ИСХОДНЫЙ ТЕКСТ =
▶
А тут весной, каким образом, не знаю, из лагеря нас, маму и тетю Дусю отдали помещику. Он нас поселил в сторожевую хатку с русской печкой. Мама и тетя Дуся у него работали от зари и до зари, а Вася и Лида пасли у них скот. Вечером мама с тетей Дусей приносили молока и хлеба, мы чуть окрепли. И тут мама и тетя Дуся узнали, что от немца освободили Калужскую область, и они засобирались домой.
В Слободу вернулись в августе 1944 года, вся сожжена, ни домика, только церковь осталась. Это все рассказывала мама (она умерла в 1970 году), а сама ничего не помню, мало что вспоминаю. Все мы и физически, и психически стали больными людьми, из лагерей ни один человек здоровым не вернулся. Сестра Тома умерла в 1960 году, не перенесла всех болезней. Я инвалид I группы, слепая. Сестра Катя слепая и глухая. И вообще у всех узников нарушена психика, все больные.
Немного о себе. Живу в Боровском районе (не хочу войну вспоминать), но концлагеря перевернули всю мою жизнь: переболела всеми болезнями, стала плохо видеть. Из-за зрения пошла в школу в 10 лет, в спецшколу никуда не отправили (да в Слободе мы и не знали, что есть слепецкие школы). Из-за здоровья школу не окончила, пошла работать на стройку в Хвастовичах. Там вышла замуж за зрячего парня, родила трех дочек, и муж нас оставил, ушел к зрячей женщине (а я стала слепнуть). Дочки хорошие, здоровые. И тут мне помогла Советская власть, а конкретно Кряжев Михаил Федотьевич, председатель областного УПП ВОС. Из-за зрения я не могла нигде работать, а он меня направил в Боровское УПП ВОС как инвалида по зрению. Здесь мне директор В.С.Тарантасов дал комнату со всеми удобствами и обеспечил работой, где тружусь и в данное время.
◀
Данные масок сегментации:
▶
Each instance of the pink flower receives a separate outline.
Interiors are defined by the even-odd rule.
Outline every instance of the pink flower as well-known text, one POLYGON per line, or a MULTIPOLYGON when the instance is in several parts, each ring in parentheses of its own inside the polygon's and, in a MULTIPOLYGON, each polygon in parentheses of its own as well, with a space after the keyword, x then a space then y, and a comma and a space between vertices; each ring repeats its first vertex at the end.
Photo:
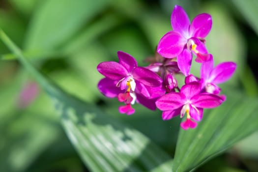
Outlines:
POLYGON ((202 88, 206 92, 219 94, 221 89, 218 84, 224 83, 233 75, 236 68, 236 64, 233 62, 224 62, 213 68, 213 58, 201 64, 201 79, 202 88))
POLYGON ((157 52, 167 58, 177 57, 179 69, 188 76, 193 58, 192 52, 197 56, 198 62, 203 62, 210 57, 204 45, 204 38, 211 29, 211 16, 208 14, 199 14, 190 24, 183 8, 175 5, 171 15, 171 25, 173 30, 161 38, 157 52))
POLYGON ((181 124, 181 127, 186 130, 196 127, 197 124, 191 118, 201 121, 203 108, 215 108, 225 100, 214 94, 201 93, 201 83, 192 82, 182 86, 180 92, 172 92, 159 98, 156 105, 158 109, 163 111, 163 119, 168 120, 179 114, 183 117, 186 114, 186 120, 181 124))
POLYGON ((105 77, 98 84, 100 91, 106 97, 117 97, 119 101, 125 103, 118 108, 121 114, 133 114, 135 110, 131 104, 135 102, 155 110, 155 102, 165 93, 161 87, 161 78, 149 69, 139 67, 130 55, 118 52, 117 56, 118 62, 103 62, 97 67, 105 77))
◀
ПОПРОБУЙТЕ САМИ = Пожалуйста, ответьте по исходному тексту: в каком месяце и году семья вернулась в Слободу?

ОТВЕТ НА ЗАДАНИЕ = В августе 1944 года.